◆ Text:
---*---
There’s an interesting article on an experiment being conducted at Fortune magazine. For anyone who’s not aware, the publishing industry is in a serious quandary and many publishers are struggling for survival. This explains why Fortune magazine has a multimodal media version of its print cover story available on the web. From the article by Andrew Vanacore on the Physorg.com site here,

Dispensing advice on finding a job during a recession, the piece had a soundtrack, a troupe of improv actors from Chicago and about 4,000 fewer words than your average magazine feature. Instead of scrolling through a column of text, readers (if the term can be applied) flipped through nine pages that told the story with a mix of text, photo-illustrations, interactive graphics and video clips.

I like that bit about “readers (if the term can be applied)” because I’ve been coming to the conclusion that with less and less text (think Twitter) that we may be returning to a more oral society as opposed to our still literate-dominant society. I’ve been thinking about this since some time in the early 1990’s when a communications professor (Paul Heyer) at Simon Fraser University first made the suggestion to us in class.
---*---
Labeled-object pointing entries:
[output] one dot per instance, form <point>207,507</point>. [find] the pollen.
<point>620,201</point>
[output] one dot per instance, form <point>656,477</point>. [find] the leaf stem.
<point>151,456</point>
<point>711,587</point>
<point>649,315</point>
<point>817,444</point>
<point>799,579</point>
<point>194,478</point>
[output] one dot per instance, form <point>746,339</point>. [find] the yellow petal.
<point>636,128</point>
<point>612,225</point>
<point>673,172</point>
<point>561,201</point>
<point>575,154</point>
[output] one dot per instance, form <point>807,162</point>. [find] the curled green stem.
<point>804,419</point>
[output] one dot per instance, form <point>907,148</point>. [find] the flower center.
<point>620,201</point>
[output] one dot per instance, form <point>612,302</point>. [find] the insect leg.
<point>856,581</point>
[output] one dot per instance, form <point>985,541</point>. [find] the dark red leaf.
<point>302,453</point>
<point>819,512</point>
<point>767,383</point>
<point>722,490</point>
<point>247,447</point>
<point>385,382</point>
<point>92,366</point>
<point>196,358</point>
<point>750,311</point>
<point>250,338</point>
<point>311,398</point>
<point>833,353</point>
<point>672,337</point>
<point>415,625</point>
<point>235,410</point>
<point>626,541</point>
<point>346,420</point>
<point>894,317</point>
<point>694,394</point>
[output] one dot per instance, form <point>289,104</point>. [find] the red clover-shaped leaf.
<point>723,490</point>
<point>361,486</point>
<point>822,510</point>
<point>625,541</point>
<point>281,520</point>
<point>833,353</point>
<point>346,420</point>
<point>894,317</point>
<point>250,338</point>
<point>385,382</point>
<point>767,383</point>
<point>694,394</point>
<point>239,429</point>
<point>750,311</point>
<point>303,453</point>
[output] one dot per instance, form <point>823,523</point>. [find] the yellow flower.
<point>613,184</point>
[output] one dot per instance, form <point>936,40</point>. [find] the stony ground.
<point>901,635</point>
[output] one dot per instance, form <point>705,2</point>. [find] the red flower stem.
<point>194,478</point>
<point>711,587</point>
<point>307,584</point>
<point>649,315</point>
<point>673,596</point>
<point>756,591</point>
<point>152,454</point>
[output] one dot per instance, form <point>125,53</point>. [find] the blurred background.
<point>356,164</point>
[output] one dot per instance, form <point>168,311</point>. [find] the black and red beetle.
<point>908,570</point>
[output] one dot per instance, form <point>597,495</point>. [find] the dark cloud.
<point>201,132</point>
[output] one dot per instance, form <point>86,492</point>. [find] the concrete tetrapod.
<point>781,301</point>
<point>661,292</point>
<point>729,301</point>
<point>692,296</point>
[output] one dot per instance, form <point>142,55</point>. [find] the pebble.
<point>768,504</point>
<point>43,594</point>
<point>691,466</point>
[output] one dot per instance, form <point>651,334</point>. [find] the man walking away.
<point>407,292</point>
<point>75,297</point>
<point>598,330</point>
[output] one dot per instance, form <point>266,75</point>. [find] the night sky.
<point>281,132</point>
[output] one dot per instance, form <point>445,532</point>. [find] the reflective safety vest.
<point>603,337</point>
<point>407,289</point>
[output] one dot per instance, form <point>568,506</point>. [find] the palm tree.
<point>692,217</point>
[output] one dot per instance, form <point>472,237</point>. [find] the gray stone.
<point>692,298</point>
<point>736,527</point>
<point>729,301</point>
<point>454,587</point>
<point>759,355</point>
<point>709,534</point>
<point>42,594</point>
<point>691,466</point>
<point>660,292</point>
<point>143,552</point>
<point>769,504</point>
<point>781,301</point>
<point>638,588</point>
---*---
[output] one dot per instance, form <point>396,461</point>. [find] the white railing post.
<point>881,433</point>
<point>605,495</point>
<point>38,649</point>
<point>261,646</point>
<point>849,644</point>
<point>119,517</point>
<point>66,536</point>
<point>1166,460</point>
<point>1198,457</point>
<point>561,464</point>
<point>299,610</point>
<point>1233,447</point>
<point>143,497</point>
---*---
◆ Required work:
1. For the text on Fortune magazine's web cover story, decide whether each statement agrees with it: (a) the piece told its story over nine pages; (b) the improv actors in the piece were from New York; (c) the professor first made his suggestion in the late 1990s. Give yes or no for each, with the deciding words quoted.
2. Please extend the text on Fortune magazine's web cover story, picking up after its final sentence.

◆ Solved problems:
1.
(a) Yes: "flipped through nine pages that told the story"
(b) No: "a troupe of improv actors from Chicago"
(c) No: "since some time in the early 1990’s when a communications professor (Paul Heyer) at Simon Fraser University first made the suggestion"

2.
Following on this idea that we will be less and less text oriented, the work that Kay O’Halloran is doing at her Mulimodal Lab (situated at the National University of Singapore) casts an interesting light on where this all may be going with regard to science communication.  An associate professor in the Dept. of English Language and Literature, O’Halloran is speaking tomorrow (in Ottawa, Canada) at the 2009 Congress of Humanities and Social Science about reading, mathematics, and digital media. I hope there will be a webcast of her talk available afterwards (I suggested it to the folks from the Canadian Association for the Study of Discourse and Writing (CASDW) who are sponsoring her talk. If there is a webcast, I’ll post a link.

Meanwhile, for those of us not lucky enough to be there, from the programme,

To understand digital texts we need theories that study more than words alone. This talk will show how images, mathematical and scientific symbols, gestures, actions, music, and sound can all be studied along with words using examples from the classroom, digital media, and mathematics.

I believe that more and more of our communication, science and otherwise, is moving in a multimodal direction. It seems so obvious to me that it surprises me that it’s not commonly accepted wisdom.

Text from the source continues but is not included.